# [STATED GOAL 1]
In the passage on the second Industrial Revolution, what did that revolution fast-track?
# [STATED GOAL 2]
Extend the passage on the second Industrial Revolution, picking up right after its final sentence.

# [TEXT PASSAGE]
┄┄┄┄┄┄
However, there are certain distinctive characteristics of this period that made such a groundbreaking movement possible. Firstly, the second Industrial Revolution fast-tracked the mutual interactions between two forms of knowledge (explicit and implicit) and broad technology (Mokyr, 1988). Even before 1870, a number of natural processes such as floods or other regularities were appropriately understood by pioneers to provide some direction as to how to make science and technology more applicable.
However, this concept was much more valued and understood during the second industrial revolution era. For example electricity was already discovered, further applications of electricity were invented. The other aspect of the second Industrial Revolution worth noting is the transcending nature of the organization of production. The second Industrial Revolution observed the growth in some industries due to huge economies of scale. With the growth of the chemical industry, oil refining, and other containers, in addition to engines of various types, size began to play an increasingly important role.
┄┄┄┄┄┄
# [GIVEN INFORMATION]
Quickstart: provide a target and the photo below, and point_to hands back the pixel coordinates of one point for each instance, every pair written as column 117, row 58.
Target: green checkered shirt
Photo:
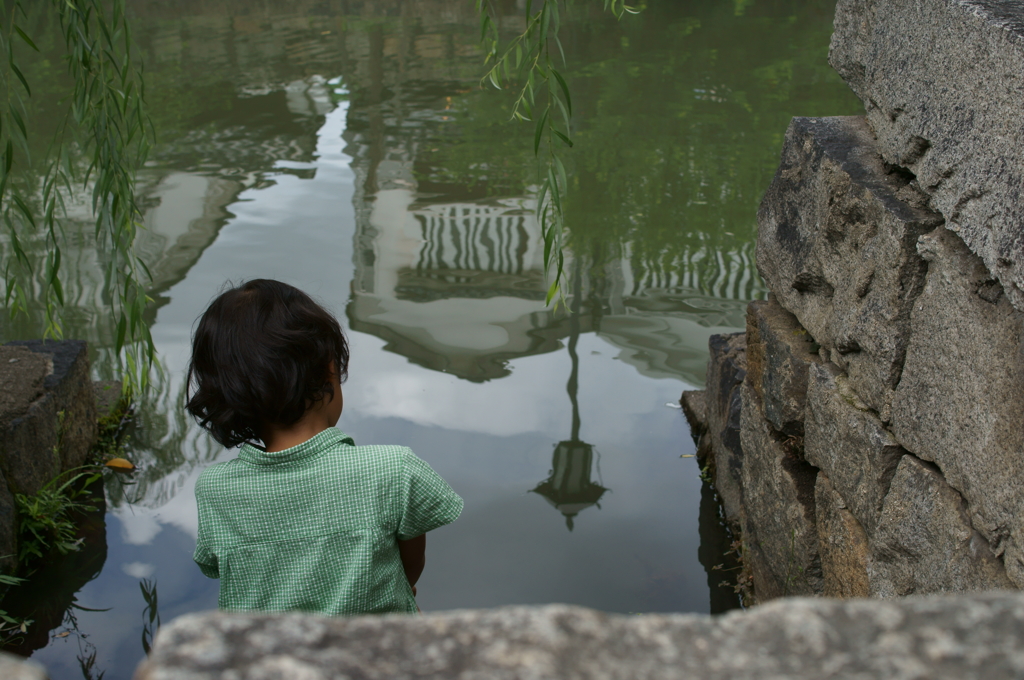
┄┄┄┄┄┄
# [EXPECTED OUTPUT 1]
It fast-tracked the mutual interactions between two forms of knowledge, explicit and implicit, and broad technology.

# [EXPECTED OUTPUT 2]
Some economies of scale were organizational, such as mass production by interchangeable parts knowledge while others were more in the nature of marketing benefits, or even because of pursuit of monopolies (Jevons, 1931). The consequence of varying manufacturing technologies was the rise of technological systems. Again, some rudimentary systems of similar nature were already in operation before 1870 such as railroad and telegraph networks and in large cities gas, water supply, and sewage systems were in existence.
However, the second Industrial Revolution scaled up the sizeable technological system from an exception to a commonplace (Bekar & Lipsey, 2003). Works Cited Atkeson, A., & Kehoe, P. J. (2001, December). THE TRANSITION TO A NEW ECONOMY AFTER THE SECOND INDUSTRIAL REVOLUTION. NATIONAL BUREAU OF ECONOMIC RESEARCH , pp. 1-40. Bekar, C., & Lipsey, R. G. (2003, January 7). Science, Institutions, and the Industrial Revolution . Retrieved June 22, 2011, from Lewis and Clark College : http://legacy.lclark.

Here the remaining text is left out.